■ **What is being asked**: Can you write the next part of the PySpark notebook on preparing movie ratings for ALS, starting right after its last line?
━━━ Quoted text
## Correct format and distinct users
Take a look at the R dataframe. Notice that it is in conventional or "wide" format with a different movie in each column. Also notice that the User's and movie names are not in integer format. Follow the steps to properly prepare this data for ALS.

In [2]:
# Import monotonically_increasing_id and show R
from pyspark.sql.functions import monotonically_increasing_id
#from pyspark.sql.functions import explode
R = spark.createDataFrame(R)
R.show()

# Use the to_long() function to convert the dataframe to the "long" format.
ratings = to_long(R)
ratings.show()

# Get unique users and repartition to 1 partition
users = ratings.select("User").distinct().coalesce(1)

# Create a new column of unique integers called "userId" in the users dataframe.
users = users.withColumn("userId", monotonically_increasing_id()).persist()
users.show()
━━━━━━
━━━ Excerpted data
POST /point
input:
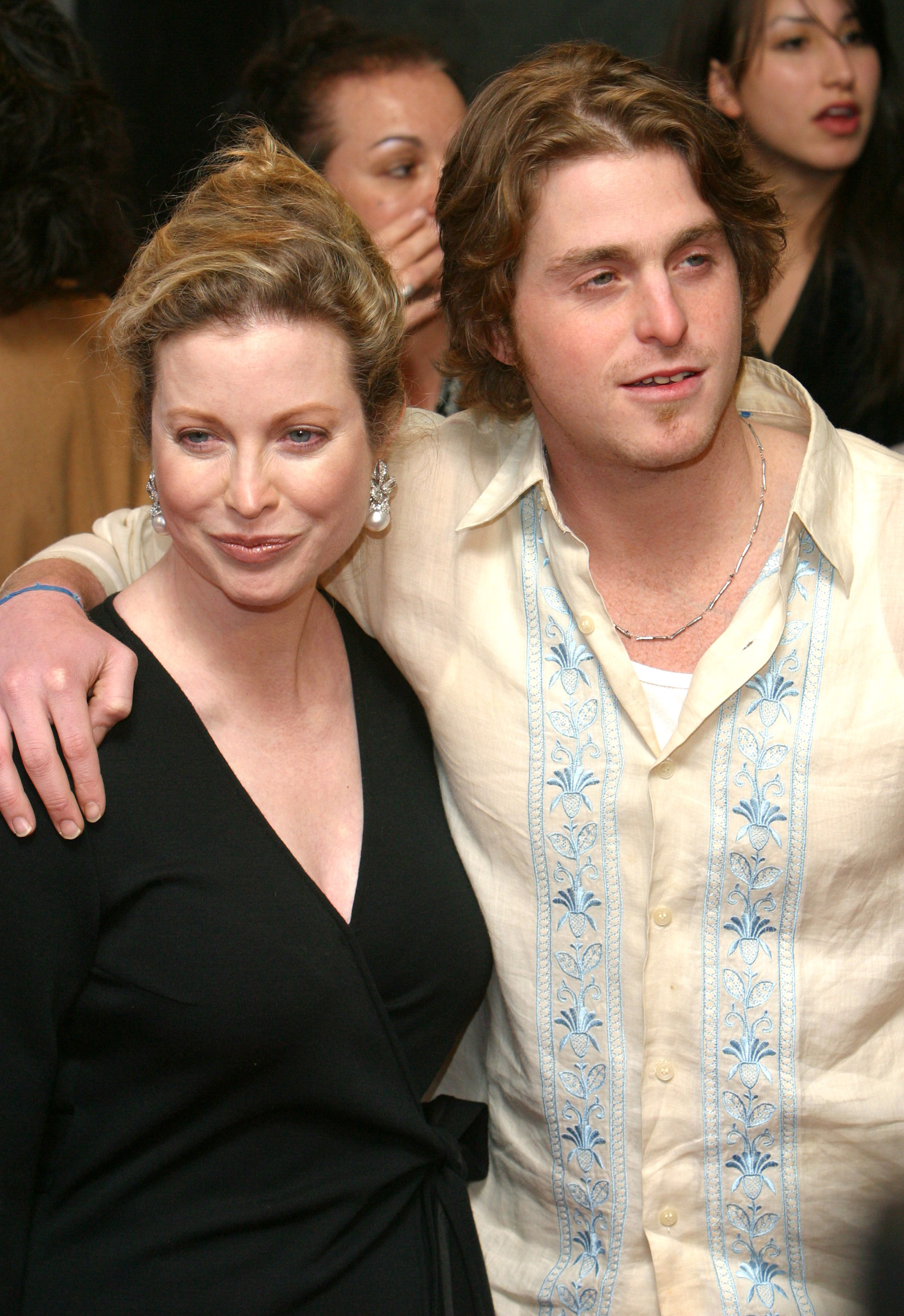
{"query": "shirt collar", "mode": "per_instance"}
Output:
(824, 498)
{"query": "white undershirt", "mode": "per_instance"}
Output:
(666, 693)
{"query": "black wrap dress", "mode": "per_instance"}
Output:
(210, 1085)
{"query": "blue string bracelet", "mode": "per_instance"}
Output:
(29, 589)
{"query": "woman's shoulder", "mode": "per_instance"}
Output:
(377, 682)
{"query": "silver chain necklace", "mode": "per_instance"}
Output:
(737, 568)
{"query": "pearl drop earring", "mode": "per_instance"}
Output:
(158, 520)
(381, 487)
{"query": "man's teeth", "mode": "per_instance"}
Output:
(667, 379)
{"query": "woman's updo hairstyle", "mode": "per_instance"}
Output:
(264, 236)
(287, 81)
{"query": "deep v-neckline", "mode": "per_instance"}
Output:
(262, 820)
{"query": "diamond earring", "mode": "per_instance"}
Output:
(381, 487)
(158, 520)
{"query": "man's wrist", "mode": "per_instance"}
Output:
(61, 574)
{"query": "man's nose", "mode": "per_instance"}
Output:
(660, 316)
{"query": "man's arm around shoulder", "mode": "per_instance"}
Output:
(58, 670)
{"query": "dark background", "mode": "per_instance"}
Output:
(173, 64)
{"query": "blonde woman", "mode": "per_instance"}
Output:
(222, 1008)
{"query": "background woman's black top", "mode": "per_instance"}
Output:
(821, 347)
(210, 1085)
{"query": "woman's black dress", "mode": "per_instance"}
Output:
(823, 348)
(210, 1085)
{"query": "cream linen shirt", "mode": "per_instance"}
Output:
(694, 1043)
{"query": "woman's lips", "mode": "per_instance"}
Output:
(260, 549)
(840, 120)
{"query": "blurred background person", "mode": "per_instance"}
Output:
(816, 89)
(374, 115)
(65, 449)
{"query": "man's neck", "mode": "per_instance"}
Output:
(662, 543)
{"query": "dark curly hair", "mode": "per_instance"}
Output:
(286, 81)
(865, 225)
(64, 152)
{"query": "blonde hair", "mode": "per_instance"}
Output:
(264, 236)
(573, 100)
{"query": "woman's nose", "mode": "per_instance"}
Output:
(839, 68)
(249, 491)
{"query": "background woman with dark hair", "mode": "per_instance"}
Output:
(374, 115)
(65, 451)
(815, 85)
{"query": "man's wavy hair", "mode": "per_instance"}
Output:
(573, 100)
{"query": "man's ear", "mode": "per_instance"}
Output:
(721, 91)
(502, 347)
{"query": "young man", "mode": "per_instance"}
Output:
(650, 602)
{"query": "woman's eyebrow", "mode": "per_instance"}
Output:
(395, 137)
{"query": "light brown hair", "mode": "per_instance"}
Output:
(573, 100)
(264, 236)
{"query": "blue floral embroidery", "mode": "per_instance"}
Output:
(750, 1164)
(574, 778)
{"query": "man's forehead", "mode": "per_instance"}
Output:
━━━━━━
■ **Task result**:
+----+-----+--------+----------+----------------+
|Coco|Shrek|Sneakers|Swing Kids|            User|
+----+-----+--------+----------+----------------+
|   4|    3|       3|         4|    James Alking|
|   5|    4|       2|      null|Elvira Marroquin|
|   2| null|       5|         2|      Jack Bauer|
|null|    5|       2|         2|     Julia James|
+----+-----+--------+----------+----------------+

+----------------+----------+------+
|            User|     Movie|Rating|
+----------------+----------+------+
|    James Alking|      Coco|     4|
|    James Alking|     Shrek|     3|
|    James Alking|  Sneakers|     3|
|    James Alking|Swing Kids|     4|
|Elvira Marroquin|      Coco|     5|
|Elvira Marroquin|     Shrek|     4|
|Elvira Marroquin|  Sneakers|     2|
|      Jack Bauer|      Coco|     2|
|      Jack Bauer|  Sneakers|     5|
|      Jack Bauer|Swing Kids|     2|
|     Julia James|     Shrek|     5|
|     Julia James|  Sneakers|     2|
|     Julia James|Swing Kids|     2|
+------

## Assigning integer id's to movies
Let's do the same thing to the movies. Then let's join the new user IDs and movie IDs into one dataframe.

In [3]:
# Extract the distinct movie id's
movies = ratings.select("Movie").distinct() 

# Repartition the data to have only one partition.
movies = movies.coalesce(1) 

# Create a new column of movieId integers. 
movies = movies.withColumn("movieId", monotonically_increasing_id()).persist() 

# Join the ratings, users and movies dataframes
movie_ratings = ratings.join(users, "User", "left").join(movies, "Movie", "left")
movie_ratings.show()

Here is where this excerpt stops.